-------- Document text --------

6. Closing of Books . The Company will not close its shareholder books or records in any manner that prevents the timely exercise of this Warrant.

 

7. Transfer, Division and Combination .

 

(a) The Holder (and his, her or its transferees and assigns), by acceptance of this Warrant, covenants and agrees that he, she or it is acquiring the Warrants evidenced hereby, and, upon exercise hereof, the Warrant Shares, for his, her or its own account as an investment and not with a view to distribution thereof. The Warrant Shares have not been registered under the Securities Act or any state securities laws and no transfer of any Warrant Shares shall be permitted unless the Company has received reasonable transfer documentation including legal opinions that the issuance of the Warrant Shares in such other name does not and will not cause a violation of the Act or any applicable state or foreign securities laws. Upon any exercise of the Warrants, certificates representing the Warrant Shares shall bear a restrictive legend substantially identical to that set forth on the face of this Warrant certificate. Any purported transfer of any Warrant or Warrant Shares not in compliance with the provisions of this section shall be null and void.

 

(b) This Warrant may be divided or combined with other Warrants upon presentation hereof at the aforesaid office of the Company, together with a written notice specifying the names and denominations in which new Warrants are to be issued, signed by Holder or its agent or attorney. Subject to compliance with Section 7(a), as to any transfer which may be involved in such division or combination, the Company shall execute and deliver a new Warrant or Warrants in exchange for the Warrant or Warrants to be divided or combined in accordance with such notice.

--------

— Exercise task 1 —
According to the warrant terms, who may sign the written notice that accompanies a request to divide or combine the Warrant? List each one.
— Exercise task 2 —
Answer from the warrant terms:
(a) What will the Company not close in a way that prevents timely exercise of the Warrant?
(b) Upon exercise, what must the certificates representing the Warrant Shares bear?
(c) What is the status of a purported transfer of a Warrant or Warrant Shares that does not comply with the transfer section?
The lines that follow have no connection to the warrant terms.

-------- Stored records --------

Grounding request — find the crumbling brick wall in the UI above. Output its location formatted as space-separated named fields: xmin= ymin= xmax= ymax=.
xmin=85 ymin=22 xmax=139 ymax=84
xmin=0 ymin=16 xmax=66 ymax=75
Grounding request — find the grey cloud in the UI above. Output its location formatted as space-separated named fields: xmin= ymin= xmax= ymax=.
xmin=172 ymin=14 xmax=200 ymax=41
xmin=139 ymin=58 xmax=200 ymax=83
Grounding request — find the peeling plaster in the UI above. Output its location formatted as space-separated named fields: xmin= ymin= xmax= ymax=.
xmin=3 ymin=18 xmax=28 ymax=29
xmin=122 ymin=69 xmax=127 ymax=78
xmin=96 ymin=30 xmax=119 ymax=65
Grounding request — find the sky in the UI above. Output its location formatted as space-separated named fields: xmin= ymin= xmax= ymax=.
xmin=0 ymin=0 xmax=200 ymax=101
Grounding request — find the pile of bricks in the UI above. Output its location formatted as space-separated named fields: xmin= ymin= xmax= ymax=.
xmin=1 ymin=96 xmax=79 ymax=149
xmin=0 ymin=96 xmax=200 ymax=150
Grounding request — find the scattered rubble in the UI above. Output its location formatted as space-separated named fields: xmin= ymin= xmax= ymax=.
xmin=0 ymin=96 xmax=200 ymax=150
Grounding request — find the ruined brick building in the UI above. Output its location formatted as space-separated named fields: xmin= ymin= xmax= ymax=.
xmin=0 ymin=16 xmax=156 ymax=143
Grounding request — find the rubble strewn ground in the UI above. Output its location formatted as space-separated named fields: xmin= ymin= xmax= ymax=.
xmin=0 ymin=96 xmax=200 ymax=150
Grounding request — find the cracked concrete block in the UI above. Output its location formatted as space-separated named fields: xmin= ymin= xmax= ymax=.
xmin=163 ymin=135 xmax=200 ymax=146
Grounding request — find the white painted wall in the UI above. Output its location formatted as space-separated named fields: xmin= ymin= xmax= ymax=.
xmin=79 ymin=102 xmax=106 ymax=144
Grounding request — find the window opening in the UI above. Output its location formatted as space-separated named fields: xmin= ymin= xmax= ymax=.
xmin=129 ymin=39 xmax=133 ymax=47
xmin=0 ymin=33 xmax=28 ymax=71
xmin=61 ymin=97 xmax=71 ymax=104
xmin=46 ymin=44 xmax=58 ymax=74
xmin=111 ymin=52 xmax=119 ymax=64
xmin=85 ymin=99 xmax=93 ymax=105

--------

— Exercise answer 1 —
- Holder
- Holder's agent
- Holder's attorney

— Exercise answer 2 —
(a) Its shareholder books or records.
(b) A restrictive legend substantially identical to the one on the face of the Warrant certificate.
(c) It is null and void.